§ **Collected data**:
+++++

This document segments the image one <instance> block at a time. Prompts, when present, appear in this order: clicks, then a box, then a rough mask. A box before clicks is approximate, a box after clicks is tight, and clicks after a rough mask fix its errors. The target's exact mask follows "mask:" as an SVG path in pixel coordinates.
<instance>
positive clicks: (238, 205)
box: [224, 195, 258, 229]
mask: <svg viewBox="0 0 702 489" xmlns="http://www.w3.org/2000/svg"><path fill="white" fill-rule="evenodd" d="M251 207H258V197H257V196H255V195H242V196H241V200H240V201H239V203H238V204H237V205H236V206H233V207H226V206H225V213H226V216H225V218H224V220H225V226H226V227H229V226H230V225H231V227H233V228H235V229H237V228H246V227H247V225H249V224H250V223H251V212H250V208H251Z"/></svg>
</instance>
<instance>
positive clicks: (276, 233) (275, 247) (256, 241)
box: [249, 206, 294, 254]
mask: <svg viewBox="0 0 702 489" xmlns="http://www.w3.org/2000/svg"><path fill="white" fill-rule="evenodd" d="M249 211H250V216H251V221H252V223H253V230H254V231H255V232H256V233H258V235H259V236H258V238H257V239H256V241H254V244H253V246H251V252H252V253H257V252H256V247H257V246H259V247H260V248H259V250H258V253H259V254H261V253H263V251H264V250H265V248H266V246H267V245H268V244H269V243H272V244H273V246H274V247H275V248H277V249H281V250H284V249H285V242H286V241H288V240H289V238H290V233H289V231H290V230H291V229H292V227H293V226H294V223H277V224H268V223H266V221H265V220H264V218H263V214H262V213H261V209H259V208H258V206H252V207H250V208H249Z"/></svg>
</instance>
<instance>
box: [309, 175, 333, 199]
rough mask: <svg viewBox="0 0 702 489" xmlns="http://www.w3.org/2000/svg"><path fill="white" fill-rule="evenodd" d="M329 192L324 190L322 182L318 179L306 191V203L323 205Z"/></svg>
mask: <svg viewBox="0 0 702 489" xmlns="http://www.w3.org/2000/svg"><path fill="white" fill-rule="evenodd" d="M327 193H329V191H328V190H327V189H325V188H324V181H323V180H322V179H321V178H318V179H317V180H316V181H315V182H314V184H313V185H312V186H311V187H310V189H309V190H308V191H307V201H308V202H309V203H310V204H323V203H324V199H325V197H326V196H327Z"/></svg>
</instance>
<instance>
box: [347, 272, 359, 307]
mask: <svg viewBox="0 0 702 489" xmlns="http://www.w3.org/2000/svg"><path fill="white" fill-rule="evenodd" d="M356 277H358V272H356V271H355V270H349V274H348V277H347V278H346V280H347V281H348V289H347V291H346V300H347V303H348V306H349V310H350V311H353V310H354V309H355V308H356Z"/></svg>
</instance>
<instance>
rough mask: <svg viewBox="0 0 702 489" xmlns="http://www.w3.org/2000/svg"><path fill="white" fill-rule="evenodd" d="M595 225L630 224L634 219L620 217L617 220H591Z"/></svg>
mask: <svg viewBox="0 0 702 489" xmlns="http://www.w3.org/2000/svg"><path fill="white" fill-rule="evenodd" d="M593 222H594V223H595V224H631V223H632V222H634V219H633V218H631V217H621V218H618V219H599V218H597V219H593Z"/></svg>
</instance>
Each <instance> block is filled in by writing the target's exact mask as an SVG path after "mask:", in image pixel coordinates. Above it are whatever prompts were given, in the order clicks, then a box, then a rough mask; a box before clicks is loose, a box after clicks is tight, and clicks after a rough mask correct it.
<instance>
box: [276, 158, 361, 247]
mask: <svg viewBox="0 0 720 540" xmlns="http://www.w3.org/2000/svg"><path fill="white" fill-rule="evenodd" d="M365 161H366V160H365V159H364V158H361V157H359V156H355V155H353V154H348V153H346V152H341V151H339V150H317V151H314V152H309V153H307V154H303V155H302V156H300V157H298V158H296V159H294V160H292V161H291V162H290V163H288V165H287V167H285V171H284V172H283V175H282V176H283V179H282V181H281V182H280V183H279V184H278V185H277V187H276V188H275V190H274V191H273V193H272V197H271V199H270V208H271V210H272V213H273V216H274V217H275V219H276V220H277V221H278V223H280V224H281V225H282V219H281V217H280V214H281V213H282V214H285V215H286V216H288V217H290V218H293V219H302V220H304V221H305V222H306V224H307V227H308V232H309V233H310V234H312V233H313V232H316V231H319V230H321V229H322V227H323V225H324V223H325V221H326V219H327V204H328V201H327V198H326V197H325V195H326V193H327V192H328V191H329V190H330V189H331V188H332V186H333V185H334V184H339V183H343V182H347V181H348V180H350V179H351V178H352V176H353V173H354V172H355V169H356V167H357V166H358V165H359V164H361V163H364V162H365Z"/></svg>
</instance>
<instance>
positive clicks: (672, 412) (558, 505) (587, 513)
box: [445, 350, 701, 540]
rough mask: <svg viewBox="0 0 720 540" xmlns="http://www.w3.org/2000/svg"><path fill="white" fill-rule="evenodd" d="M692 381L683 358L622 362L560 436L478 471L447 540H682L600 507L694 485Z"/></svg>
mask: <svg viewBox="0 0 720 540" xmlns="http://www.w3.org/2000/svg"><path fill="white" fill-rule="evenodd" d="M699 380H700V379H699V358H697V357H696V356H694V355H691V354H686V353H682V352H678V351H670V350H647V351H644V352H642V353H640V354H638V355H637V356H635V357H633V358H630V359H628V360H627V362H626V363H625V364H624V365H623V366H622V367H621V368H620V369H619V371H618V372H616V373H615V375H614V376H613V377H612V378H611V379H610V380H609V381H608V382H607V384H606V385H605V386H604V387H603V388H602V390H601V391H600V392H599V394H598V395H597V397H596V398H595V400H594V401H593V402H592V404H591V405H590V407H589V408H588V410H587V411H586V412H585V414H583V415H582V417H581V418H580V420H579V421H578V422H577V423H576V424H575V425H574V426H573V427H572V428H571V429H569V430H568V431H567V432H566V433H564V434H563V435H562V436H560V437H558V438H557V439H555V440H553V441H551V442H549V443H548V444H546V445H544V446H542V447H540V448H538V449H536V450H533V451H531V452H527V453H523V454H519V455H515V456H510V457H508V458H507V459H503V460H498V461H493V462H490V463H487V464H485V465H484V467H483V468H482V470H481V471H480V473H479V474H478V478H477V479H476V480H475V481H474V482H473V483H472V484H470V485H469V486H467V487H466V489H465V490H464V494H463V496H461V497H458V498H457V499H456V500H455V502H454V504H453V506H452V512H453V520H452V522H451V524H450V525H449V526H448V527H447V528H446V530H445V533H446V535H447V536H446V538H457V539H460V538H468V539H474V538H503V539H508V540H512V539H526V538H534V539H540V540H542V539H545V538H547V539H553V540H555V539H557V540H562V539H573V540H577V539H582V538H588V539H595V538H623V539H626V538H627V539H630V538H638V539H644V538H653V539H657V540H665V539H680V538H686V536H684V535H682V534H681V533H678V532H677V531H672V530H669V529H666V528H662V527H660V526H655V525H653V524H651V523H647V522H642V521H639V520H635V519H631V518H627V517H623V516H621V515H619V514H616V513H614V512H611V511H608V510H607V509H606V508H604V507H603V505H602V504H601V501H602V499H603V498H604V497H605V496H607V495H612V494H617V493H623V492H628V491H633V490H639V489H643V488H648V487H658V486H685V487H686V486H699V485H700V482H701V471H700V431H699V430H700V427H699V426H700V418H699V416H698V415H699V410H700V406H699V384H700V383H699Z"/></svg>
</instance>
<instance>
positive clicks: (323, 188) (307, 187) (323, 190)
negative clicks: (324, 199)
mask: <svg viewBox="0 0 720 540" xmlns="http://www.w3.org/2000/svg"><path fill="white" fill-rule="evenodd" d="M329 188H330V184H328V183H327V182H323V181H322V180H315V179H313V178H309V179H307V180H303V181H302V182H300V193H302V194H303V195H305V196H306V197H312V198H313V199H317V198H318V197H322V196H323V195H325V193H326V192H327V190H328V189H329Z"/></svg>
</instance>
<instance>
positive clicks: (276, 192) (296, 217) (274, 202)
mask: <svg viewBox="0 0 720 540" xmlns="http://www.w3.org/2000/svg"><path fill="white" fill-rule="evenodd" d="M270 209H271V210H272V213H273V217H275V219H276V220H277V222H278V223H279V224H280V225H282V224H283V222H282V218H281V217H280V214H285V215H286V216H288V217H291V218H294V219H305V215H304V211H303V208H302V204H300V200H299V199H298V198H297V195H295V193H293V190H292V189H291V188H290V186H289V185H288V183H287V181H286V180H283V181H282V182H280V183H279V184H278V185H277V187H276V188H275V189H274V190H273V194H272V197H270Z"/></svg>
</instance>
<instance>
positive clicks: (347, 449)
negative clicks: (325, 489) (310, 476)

+++++

Precisely reproduce the lines of the entries, beginning at the first and ending at the one containing "box: [309, 175, 333, 199]". Add nothing.

§ **OUTPUT OF THE TASK**:
This document segments the image one <instance> block at a time. Prompts, when present, appear in this order: clicks, then a box, then a rough mask. A box before clicks is approximate, a box after clicks is tight, and clicks after a rough mask fix its errors. The target's exact mask follows "mask:" as an SVG path in pixel coordinates.
<instance>
positive clicks: (238, 205)
box: [224, 195, 258, 229]
mask: <svg viewBox="0 0 702 489" xmlns="http://www.w3.org/2000/svg"><path fill="white" fill-rule="evenodd" d="M251 207H258V197H257V196H255V195H242V196H241V200H240V201H239V203H238V204H237V205H236V206H233V207H226V206H225V213H226V216H225V218H224V220H225V226H226V227H229V226H230V225H231V227H233V228H235V229H237V228H246V227H247V225H249V224H250V223H251V212H250V208H251Z"/></svg>
</instance>
<instance>
positive clicks: (276, 233) (275, 247) (256, 241)
box: [249, 206, 294, 254]
mask: <svg viewBox="0 0 702 489" xmlns="http://www.w3.org/2000/svg"><path fill="white" fill-rule="evenodd" d="M249 211H250V216H251V221H252V223H253V230H254V231H255V232H256V233H258V235H259V236H258V238H257V239H256V241H254V244H253V246H251V252H252V253H257V252H256V247H257V246H259V247H260V248H259V250H258V253H259V254H261V253H263V251H264V250H265V248H266V246H267V245H268V244H269V243H272V244H273V246H274V247H275V248H277V249H281V250H284V249H285V242H286V241H288V240H289V238H290V233H289V231H290V230H291V229H292V227H293V226H294V223H277V224H268V223H266V221H265V220H264V218H263V214H262V213H261V209H259V208H258V206H252V207H250V208H249Z"/></svg>
</instance>
<instance>
box: [309, 175, 333, 199]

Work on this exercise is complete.